━━━━━ SUPPLIED DATA
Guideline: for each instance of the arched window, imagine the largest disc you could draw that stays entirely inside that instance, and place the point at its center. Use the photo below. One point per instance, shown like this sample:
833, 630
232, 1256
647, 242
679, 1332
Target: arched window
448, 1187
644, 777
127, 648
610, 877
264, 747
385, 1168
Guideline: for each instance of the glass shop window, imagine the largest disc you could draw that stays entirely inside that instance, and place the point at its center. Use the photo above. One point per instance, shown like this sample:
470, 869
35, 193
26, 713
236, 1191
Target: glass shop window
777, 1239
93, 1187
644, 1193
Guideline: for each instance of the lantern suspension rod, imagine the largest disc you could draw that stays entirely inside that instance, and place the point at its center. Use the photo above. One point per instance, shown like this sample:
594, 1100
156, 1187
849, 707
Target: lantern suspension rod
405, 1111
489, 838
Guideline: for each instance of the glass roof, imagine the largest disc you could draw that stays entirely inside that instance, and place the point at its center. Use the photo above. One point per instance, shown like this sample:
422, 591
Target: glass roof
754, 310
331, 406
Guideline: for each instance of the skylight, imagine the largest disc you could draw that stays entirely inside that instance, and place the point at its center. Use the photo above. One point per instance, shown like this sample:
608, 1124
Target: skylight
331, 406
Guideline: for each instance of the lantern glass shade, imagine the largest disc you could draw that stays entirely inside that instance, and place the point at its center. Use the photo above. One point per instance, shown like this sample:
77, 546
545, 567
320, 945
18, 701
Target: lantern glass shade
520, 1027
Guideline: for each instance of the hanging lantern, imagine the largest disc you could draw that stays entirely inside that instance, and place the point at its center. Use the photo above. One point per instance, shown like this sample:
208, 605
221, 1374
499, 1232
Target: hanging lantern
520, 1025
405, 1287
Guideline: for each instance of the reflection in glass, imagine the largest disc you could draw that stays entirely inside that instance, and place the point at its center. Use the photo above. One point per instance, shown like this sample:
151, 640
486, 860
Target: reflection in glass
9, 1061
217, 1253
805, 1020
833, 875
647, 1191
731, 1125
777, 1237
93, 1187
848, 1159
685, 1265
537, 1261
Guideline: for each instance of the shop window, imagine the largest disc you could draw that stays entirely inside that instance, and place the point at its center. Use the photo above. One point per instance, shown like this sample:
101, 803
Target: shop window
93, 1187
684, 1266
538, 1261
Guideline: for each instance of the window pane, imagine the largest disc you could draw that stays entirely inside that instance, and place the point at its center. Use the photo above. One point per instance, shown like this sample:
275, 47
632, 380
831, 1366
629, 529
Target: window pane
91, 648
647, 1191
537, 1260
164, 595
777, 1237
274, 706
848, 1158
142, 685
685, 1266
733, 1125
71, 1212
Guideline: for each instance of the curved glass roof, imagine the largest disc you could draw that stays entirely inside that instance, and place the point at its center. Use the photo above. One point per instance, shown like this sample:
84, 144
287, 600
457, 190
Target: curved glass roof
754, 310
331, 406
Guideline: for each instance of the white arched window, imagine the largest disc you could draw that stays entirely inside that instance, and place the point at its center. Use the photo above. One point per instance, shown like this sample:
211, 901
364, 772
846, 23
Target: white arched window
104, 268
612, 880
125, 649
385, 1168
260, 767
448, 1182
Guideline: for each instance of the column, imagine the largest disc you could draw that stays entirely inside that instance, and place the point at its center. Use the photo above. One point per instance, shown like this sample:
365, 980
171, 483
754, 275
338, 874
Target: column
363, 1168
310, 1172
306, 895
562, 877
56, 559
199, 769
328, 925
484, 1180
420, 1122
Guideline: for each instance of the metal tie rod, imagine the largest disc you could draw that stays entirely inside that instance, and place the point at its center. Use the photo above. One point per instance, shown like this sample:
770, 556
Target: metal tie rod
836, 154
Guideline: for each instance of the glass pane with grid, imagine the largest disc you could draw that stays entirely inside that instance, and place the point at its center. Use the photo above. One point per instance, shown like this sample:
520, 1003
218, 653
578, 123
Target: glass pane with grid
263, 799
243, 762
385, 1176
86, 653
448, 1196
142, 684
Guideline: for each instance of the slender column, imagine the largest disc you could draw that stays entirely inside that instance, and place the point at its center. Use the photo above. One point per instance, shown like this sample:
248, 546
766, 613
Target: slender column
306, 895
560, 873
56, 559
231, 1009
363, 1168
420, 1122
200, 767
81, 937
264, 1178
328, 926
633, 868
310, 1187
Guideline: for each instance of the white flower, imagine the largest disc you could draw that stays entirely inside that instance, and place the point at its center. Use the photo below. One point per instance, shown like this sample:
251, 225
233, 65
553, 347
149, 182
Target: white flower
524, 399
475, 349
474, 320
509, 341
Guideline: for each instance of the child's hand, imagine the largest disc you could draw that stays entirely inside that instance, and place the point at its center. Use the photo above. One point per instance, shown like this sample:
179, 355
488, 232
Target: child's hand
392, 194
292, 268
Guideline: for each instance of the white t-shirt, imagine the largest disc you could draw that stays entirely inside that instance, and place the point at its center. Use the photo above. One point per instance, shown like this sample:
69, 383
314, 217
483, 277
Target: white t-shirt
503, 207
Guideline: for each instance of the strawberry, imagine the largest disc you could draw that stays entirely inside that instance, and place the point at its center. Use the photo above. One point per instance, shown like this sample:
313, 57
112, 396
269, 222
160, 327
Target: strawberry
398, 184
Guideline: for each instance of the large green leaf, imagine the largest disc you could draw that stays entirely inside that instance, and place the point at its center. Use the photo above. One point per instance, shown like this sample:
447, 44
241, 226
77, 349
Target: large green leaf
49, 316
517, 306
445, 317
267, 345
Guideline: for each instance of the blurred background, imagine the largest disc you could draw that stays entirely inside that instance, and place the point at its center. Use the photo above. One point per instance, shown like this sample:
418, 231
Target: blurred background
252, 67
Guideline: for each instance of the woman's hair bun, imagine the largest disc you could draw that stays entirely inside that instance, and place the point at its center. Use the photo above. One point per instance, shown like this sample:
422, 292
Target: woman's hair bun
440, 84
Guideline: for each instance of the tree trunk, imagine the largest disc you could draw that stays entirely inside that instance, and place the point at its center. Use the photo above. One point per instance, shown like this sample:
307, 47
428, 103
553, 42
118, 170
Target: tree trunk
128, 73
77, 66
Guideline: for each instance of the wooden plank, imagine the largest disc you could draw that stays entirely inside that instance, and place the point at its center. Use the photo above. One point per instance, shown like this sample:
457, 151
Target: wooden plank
━━━━━━━━━━
Give as a numbered list the lines of the rows from the line containing "Guideline: for each instance of the wooden" through the end of the rows, both included and blank lines omitted.

1. Guideline: for each instance of the wooden plank, imagine the largest disc you could draw that stays entirely inside that instance, and place the point at its center. Use the photo above. One point per instance, shown like this sample:
2. 457, 151
3. Target: wooden plank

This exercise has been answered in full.